Recorded information Block Start

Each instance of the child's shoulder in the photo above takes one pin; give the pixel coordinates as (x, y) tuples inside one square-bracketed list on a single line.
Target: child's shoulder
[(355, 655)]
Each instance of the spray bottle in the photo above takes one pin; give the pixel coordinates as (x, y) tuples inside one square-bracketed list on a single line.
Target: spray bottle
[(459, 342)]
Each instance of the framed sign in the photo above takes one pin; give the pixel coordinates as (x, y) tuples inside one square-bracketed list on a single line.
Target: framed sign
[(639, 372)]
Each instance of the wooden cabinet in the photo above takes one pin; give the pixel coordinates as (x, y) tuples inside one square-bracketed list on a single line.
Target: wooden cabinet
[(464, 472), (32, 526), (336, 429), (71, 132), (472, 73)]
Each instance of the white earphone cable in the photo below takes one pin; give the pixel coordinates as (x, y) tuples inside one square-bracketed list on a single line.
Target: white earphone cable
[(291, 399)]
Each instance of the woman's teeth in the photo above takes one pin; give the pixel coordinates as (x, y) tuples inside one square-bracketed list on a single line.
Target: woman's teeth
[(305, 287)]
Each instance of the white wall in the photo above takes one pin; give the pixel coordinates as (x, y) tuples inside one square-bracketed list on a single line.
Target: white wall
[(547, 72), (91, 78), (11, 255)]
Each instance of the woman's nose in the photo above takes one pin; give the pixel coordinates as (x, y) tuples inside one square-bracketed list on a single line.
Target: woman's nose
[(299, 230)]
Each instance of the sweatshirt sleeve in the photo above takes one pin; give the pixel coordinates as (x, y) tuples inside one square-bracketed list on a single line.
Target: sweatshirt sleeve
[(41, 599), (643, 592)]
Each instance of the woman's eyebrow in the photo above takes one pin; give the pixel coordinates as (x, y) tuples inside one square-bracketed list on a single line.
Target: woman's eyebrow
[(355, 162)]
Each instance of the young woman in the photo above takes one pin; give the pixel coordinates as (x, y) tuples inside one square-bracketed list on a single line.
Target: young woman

Recorded information Block End

* _Problem to solve_: Go through the entries and copy every line with "young".

* _Reply to the exercise_:
Each instance of the young woman in the photo above takes one pin; give the pixel coordinates as (x, y) tuples inside one square-bracketed list on a single line.
Target: young woman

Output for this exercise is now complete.